» Passage du texte
"""

D. Johansson, E. Strid (© Monika Rittershaus)


Depuis plusieurs années, le Deutsche Oper tente de se démarquer de ses concurrents par l’audace de sa programmation, dont le disque et le DVD conservent le plus souvent la mémoire, grâce au partenariat avec les éditeurs CPO ou Arthaus, notamment. On pense ainsi aux raretés exhumées de Respighi (Marie Victoire), Meyerbeer (Vasco de Gama ou Dinorah), Orff (Gisei), Weingartner (L’Ecole du village) ou plus récemment Langgaard (Antikrist, qui sera repris l’an prochain) – excusez du peu !


Cette année, le Deutsche Oper s’est opportunément souvenu que la création berlinoise du Chercheur de trésors de Franz Schreker (1878‑1934) avait eu lieu voilà cent ans tout juste, dans la foulée des premières représentations données à Francfort, en 1920. Alors au fait de sa notoriété, aussi bien en termes de prestige académique (nomination à la tête du Conservatoire de Berlin) que de compositeur (triomphe récent des Stigmatisés), l’Autrichien remporte là son dernier grand succès public, avant que sa musique ne passe de mode. Si un outsider est à nouveau placé au centre du livret (à l’instar des Stigmatisés, mais également du Nain de Zemlinsky), avec le rôle trouble du fou du Roi, Schreker surprend par une musique résolument solaire et optimiste, à mille lieux des horreurs du premier conflit mondial finissant. Comme à son habitude, les talents d’orchestrateur du grand rival de Richard Strauss permettent de se régaler d’une myriade de couleurs expressives, à l’inspiration musicale admirablement variée.

"""

» Énoncé de la tâche
Extrayez du passage, sans rien y modifier, la partie qui s'ouvre sur les mots contenant « D. Johansson, E. » et se termine par « excusez du peu ! ». Les entrées qui suivent ne sont pas nécessaires pour répondre.

» Extraits du corpus
"""

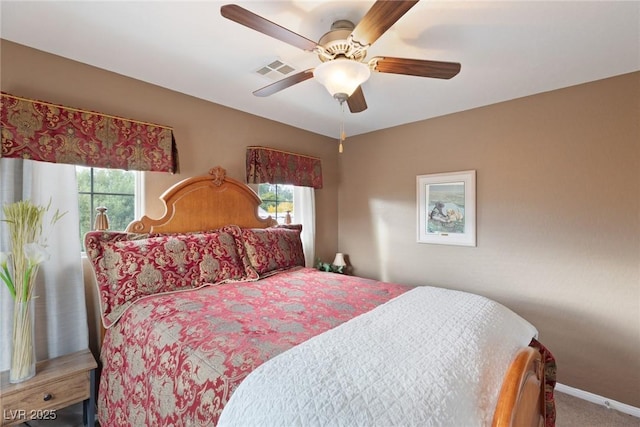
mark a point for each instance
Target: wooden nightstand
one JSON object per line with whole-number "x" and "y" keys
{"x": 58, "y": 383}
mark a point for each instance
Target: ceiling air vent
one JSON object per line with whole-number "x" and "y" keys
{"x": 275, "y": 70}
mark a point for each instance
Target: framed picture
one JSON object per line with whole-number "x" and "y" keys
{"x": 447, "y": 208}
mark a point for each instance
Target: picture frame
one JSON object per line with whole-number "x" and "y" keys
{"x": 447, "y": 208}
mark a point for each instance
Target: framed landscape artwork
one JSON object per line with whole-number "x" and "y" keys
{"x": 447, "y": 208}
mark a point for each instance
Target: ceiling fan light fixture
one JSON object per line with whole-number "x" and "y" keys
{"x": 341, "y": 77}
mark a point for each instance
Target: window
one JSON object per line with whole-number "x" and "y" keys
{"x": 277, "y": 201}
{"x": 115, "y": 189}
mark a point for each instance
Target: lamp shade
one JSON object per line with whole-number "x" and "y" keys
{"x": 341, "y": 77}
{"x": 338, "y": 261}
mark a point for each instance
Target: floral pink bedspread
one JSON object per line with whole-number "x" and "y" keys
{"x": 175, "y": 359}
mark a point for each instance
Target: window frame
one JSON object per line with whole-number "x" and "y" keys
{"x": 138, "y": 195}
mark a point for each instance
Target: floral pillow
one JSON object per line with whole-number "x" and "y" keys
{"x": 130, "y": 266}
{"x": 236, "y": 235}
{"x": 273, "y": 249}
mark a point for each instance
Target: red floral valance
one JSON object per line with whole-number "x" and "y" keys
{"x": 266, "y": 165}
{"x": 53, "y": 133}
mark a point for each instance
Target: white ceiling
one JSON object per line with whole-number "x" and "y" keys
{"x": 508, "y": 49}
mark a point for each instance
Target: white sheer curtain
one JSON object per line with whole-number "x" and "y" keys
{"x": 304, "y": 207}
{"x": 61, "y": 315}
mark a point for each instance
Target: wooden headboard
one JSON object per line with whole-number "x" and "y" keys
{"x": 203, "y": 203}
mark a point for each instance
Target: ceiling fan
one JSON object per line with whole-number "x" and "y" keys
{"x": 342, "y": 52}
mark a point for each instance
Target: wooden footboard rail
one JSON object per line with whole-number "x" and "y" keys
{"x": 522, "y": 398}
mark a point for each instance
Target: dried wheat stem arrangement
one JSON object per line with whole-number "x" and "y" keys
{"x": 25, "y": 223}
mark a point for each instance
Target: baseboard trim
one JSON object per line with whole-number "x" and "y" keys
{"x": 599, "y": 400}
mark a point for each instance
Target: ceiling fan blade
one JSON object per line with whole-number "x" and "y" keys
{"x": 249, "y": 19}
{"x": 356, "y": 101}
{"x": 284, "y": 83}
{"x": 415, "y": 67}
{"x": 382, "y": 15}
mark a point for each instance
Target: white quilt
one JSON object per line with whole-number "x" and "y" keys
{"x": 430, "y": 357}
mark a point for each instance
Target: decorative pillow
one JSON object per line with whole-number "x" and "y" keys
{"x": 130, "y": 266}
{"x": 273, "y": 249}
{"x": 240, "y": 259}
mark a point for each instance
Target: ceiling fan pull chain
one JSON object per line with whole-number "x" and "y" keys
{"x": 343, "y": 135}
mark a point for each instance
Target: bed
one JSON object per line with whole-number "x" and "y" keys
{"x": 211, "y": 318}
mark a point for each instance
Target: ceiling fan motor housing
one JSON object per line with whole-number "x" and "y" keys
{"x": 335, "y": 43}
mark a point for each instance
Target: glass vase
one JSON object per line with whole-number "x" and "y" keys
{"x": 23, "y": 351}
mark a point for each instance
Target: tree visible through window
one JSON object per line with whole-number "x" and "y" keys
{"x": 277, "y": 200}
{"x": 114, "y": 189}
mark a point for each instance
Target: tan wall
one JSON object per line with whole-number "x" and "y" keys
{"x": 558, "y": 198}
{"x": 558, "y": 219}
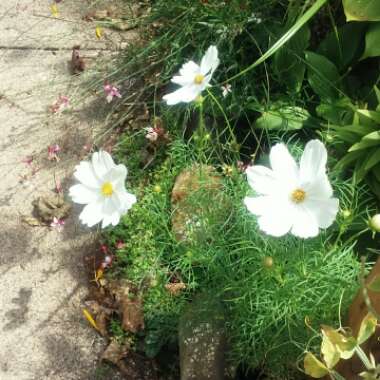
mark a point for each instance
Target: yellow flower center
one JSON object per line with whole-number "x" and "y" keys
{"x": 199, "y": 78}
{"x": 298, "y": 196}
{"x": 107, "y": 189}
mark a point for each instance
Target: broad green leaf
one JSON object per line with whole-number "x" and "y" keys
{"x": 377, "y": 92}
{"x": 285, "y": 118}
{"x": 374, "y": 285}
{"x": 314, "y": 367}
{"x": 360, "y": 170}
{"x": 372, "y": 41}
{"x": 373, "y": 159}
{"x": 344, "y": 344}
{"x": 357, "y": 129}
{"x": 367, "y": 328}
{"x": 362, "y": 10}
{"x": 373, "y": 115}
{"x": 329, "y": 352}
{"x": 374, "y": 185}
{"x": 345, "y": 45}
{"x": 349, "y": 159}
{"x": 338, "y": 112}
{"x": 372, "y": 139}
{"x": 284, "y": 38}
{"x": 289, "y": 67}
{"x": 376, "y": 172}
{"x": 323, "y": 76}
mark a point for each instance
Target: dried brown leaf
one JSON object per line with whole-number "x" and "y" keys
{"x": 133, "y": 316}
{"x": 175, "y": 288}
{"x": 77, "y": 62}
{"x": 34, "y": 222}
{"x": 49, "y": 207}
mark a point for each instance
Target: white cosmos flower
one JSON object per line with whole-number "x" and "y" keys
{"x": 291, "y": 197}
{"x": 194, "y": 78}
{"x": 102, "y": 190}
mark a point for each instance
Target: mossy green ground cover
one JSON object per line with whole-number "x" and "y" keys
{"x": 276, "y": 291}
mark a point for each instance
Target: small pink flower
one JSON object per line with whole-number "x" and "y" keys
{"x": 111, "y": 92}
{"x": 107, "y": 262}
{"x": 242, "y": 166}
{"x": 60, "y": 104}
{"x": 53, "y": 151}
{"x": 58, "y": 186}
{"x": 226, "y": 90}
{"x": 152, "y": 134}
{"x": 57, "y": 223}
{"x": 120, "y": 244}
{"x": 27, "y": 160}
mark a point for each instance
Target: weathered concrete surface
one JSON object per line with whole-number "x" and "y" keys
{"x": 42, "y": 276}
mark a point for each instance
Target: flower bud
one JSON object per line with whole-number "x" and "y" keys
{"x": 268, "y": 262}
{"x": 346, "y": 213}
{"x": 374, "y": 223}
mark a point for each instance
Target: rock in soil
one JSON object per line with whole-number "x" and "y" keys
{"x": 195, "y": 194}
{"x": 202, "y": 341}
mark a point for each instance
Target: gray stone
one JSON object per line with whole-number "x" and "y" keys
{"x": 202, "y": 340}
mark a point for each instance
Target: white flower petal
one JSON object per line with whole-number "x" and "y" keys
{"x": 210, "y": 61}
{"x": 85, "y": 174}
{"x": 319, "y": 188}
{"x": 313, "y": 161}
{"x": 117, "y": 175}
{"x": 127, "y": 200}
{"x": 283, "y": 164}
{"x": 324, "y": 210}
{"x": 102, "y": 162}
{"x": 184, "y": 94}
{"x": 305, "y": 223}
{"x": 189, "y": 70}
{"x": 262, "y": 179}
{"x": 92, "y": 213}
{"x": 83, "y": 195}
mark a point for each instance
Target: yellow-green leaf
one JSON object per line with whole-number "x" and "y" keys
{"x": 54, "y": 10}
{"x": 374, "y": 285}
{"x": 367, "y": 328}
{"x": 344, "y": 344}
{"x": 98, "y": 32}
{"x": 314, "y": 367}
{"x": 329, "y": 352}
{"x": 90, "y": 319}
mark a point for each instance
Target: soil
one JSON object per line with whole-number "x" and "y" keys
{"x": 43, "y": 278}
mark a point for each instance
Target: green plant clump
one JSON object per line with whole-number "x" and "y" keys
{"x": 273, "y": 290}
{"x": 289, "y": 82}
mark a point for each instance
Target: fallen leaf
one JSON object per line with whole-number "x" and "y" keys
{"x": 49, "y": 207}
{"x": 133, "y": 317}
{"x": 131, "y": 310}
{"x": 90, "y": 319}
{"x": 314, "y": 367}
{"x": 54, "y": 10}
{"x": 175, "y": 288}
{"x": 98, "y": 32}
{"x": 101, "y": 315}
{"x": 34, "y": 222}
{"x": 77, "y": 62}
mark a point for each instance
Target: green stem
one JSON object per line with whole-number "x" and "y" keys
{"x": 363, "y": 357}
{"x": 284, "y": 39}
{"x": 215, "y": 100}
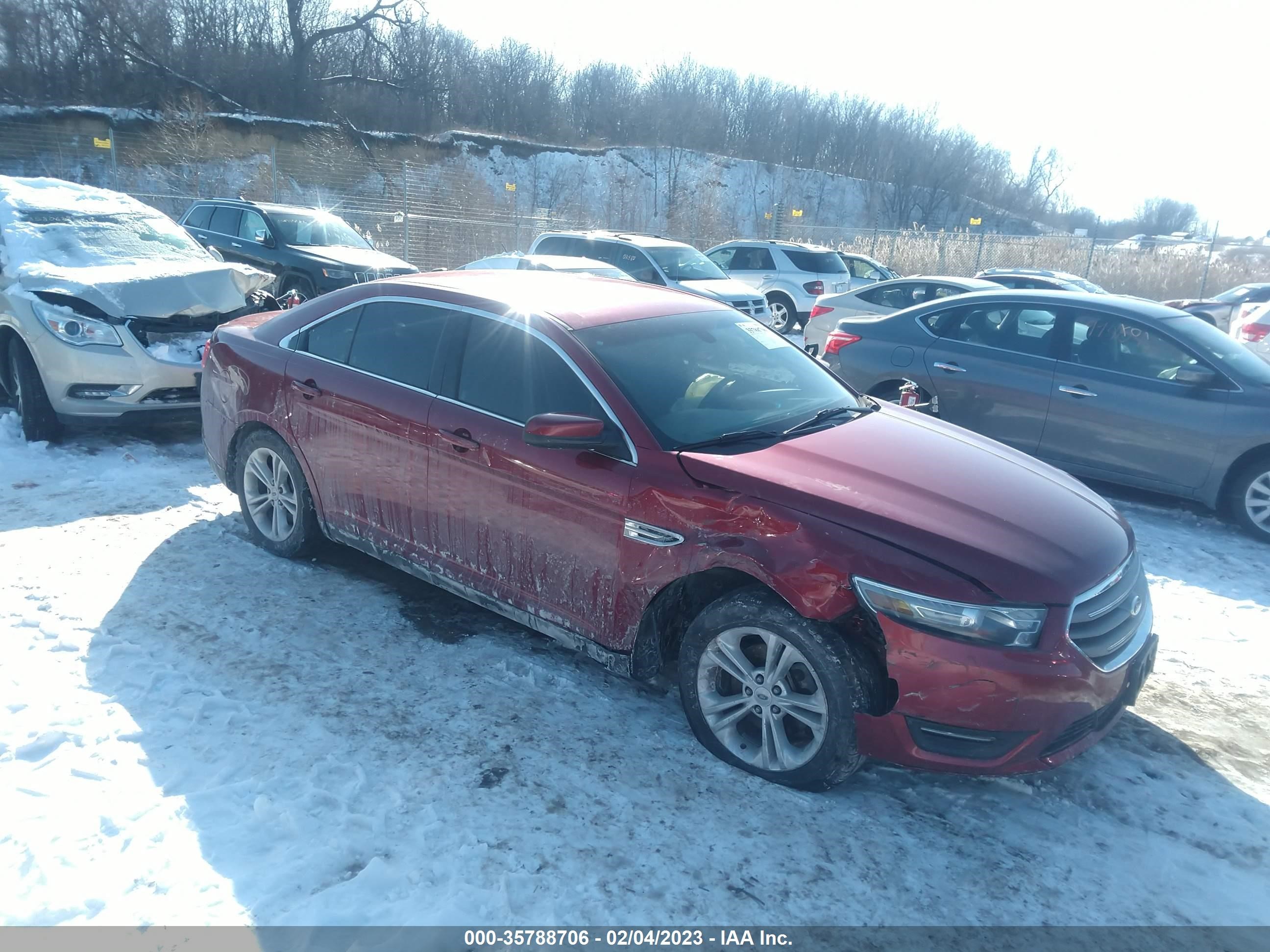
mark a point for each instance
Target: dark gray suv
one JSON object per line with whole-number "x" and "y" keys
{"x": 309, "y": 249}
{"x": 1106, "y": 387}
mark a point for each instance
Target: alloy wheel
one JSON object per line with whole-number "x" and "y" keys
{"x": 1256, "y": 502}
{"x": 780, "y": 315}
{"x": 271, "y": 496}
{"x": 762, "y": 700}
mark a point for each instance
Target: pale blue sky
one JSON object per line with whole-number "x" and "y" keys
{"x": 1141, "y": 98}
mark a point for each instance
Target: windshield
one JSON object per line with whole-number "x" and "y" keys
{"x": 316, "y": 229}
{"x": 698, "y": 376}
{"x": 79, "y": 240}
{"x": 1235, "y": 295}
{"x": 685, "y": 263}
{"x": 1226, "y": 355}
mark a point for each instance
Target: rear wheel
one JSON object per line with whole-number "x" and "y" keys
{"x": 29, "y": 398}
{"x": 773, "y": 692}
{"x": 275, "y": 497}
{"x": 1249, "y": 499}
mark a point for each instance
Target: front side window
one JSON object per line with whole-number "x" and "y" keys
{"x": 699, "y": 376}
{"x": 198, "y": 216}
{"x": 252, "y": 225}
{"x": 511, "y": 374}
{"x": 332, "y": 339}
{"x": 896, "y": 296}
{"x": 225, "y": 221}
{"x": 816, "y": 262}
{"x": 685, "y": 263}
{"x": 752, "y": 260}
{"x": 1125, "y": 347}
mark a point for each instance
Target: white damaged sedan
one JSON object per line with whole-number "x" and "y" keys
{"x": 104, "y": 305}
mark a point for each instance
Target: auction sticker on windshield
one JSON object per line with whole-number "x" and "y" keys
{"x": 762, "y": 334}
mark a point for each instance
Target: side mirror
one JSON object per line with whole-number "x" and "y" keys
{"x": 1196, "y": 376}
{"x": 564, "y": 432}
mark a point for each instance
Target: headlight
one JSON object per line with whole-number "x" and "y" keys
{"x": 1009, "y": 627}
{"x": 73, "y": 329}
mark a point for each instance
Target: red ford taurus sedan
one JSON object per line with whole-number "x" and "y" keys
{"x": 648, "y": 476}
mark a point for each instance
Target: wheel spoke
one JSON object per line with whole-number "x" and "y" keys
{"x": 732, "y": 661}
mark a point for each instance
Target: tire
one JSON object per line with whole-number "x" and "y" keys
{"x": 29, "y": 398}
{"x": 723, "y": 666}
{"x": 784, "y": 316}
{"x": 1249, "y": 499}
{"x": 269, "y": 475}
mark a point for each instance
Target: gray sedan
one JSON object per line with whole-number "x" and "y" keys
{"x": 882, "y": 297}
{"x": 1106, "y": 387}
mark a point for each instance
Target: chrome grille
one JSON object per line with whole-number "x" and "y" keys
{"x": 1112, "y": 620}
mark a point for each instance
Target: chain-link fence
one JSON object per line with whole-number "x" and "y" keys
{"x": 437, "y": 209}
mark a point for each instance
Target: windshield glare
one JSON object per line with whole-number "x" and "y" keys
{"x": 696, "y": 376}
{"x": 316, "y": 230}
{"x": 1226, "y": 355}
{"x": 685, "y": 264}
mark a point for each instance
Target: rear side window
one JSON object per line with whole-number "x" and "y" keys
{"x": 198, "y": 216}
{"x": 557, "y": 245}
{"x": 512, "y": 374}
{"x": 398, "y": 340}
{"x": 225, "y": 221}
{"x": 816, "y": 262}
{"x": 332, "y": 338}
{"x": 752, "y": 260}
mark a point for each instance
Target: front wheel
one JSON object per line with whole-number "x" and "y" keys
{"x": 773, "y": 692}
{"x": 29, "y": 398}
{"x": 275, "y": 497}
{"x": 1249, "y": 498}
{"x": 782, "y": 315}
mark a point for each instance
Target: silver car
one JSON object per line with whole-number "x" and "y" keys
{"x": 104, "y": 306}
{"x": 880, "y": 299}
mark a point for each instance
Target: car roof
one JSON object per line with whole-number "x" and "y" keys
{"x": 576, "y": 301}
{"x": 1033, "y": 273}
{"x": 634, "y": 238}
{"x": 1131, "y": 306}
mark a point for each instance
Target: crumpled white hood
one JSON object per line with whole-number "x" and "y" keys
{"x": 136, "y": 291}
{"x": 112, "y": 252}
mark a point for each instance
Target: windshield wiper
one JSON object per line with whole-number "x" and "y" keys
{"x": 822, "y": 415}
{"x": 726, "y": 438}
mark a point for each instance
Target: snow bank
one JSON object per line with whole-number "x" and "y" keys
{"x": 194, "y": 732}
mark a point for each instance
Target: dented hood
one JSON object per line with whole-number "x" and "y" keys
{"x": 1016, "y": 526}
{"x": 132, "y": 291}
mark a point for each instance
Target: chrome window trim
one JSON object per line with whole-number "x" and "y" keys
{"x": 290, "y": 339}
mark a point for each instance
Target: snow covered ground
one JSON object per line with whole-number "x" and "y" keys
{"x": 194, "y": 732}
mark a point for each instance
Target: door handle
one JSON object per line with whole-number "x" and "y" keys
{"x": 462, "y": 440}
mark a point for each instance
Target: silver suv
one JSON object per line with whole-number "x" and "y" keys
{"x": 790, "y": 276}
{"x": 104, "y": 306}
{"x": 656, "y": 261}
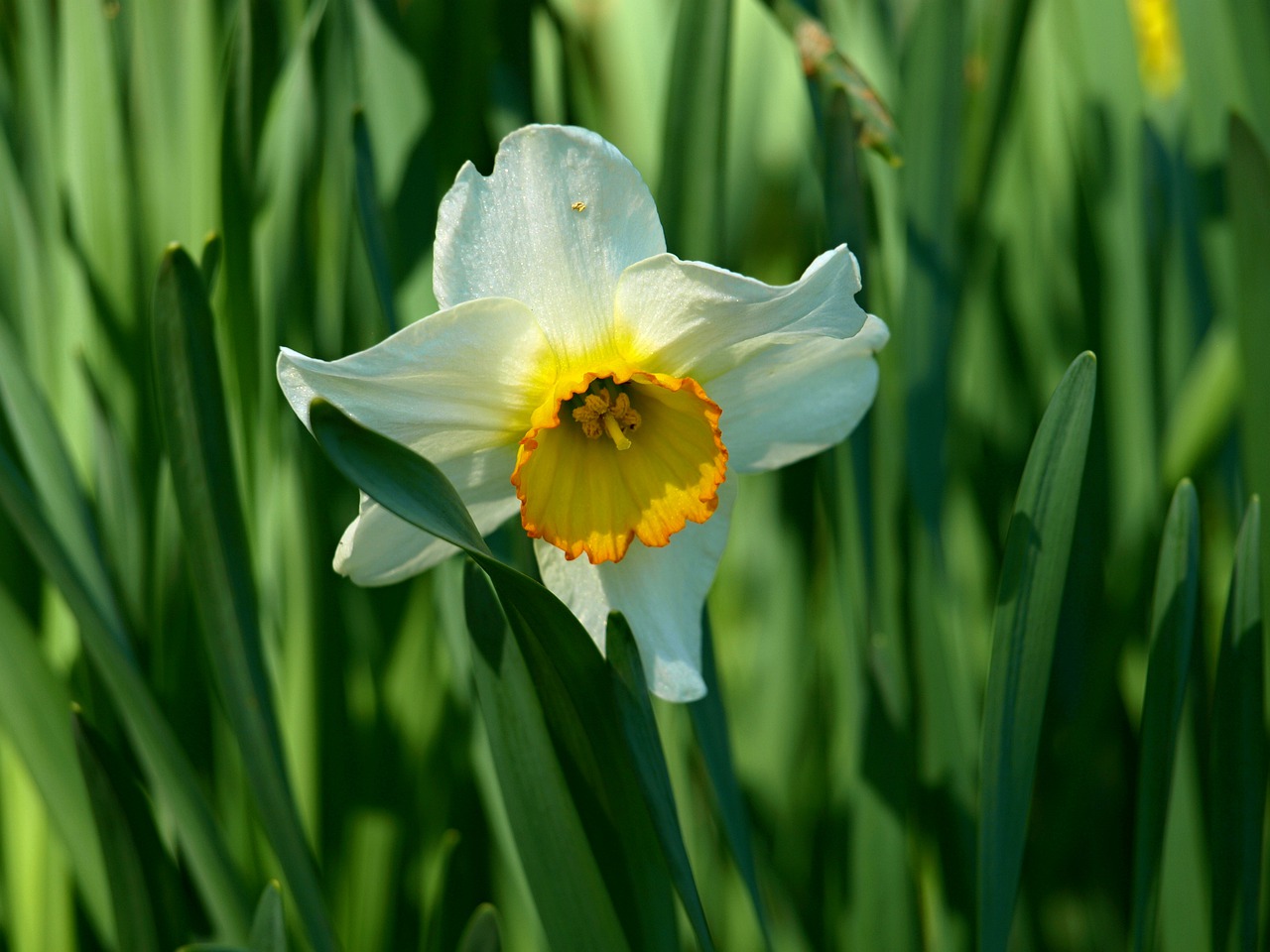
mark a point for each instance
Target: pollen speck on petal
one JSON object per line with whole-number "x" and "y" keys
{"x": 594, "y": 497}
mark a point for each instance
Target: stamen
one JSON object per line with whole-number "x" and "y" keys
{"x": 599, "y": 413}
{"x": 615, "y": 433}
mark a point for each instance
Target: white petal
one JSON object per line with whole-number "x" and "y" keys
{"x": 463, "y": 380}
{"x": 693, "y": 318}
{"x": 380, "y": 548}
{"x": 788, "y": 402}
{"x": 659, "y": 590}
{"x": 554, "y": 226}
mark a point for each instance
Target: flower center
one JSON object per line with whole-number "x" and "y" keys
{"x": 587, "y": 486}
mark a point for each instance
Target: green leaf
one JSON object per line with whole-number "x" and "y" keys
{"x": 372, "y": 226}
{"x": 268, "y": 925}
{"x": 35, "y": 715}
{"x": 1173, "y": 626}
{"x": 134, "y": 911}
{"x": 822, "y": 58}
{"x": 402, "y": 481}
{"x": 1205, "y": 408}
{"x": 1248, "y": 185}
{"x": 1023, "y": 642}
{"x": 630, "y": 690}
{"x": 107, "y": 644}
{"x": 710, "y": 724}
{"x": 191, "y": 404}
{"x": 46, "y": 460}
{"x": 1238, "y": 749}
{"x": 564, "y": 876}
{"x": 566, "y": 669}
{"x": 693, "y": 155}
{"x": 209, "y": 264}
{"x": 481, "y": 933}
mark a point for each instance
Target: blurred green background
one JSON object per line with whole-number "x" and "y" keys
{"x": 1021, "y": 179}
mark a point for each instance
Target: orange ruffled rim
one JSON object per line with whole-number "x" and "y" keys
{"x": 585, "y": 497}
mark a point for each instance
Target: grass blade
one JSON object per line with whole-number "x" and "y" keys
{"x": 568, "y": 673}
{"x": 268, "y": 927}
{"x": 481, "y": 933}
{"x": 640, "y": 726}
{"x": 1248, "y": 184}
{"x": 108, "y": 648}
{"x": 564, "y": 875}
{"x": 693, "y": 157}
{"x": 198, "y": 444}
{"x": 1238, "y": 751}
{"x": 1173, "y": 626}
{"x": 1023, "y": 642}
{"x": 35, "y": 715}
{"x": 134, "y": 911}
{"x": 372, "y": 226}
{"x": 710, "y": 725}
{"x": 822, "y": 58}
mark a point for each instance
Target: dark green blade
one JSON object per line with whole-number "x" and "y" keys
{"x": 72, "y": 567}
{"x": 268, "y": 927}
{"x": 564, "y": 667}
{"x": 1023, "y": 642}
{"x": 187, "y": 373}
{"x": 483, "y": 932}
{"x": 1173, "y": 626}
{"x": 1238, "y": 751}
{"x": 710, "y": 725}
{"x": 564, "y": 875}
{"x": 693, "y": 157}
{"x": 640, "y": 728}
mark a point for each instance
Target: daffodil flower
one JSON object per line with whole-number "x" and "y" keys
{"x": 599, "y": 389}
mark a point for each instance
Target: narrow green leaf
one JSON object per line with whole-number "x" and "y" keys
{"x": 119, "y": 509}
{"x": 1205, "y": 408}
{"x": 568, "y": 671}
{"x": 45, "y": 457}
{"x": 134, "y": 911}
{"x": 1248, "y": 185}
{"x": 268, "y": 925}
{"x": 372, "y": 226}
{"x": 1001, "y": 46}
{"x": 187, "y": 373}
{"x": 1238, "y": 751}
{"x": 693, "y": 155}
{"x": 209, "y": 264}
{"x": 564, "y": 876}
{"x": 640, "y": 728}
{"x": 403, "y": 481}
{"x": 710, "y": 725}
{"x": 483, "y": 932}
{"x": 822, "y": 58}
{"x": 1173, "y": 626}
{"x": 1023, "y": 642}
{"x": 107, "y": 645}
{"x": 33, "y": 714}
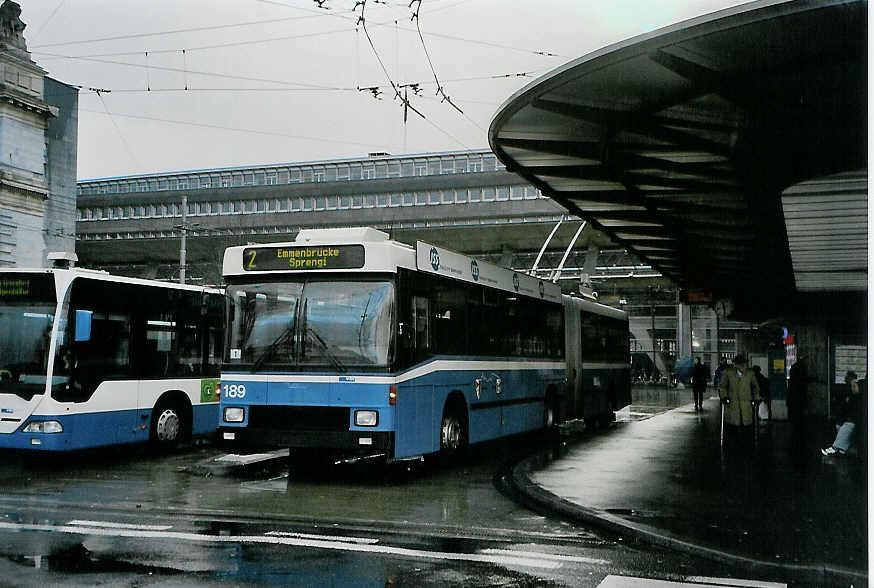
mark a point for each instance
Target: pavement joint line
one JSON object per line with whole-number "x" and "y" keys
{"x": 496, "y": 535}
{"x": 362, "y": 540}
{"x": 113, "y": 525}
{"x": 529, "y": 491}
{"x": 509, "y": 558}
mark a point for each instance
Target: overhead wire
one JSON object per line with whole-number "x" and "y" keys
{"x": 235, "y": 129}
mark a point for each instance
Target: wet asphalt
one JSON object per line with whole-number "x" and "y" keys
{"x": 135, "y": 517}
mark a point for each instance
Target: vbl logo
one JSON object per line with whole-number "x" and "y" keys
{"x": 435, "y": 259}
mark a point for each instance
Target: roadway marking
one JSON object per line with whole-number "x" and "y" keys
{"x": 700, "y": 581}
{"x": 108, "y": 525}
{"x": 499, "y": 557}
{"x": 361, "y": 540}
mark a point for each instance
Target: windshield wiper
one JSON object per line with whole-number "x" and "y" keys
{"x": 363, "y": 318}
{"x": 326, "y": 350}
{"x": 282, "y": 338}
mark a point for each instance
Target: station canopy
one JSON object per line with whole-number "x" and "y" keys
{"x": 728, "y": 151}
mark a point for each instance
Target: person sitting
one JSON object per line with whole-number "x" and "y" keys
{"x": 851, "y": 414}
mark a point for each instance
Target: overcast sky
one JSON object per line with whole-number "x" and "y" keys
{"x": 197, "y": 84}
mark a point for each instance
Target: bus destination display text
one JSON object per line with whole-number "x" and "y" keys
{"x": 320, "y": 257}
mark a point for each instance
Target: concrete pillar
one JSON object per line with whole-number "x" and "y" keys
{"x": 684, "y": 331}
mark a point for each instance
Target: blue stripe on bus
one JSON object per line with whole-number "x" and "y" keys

"""

» Réponse
D. Johansson, E. Strid (© Monika Rittershaus)


Depuis plusieurs années, le Deutsche Oper tente de se démarquer de ses concurrents par l’audace de sa programmation, dont le disque et le DVD conservent le plus souvent la mémoire, grâce au partenariat avec les éditeurs CPO ou Arthaus, notamment. On pense ainsi aux raretés exhumées de Respighi (Marie Victoire), Meyerbeer (Vasco de Gama ou Dinorah), Orff (Gisei), Weingartner (L’Ecole du village) ou plus récemment Langgaard (Antikrist, qui sera repris l’an prochain) – excusez du peu !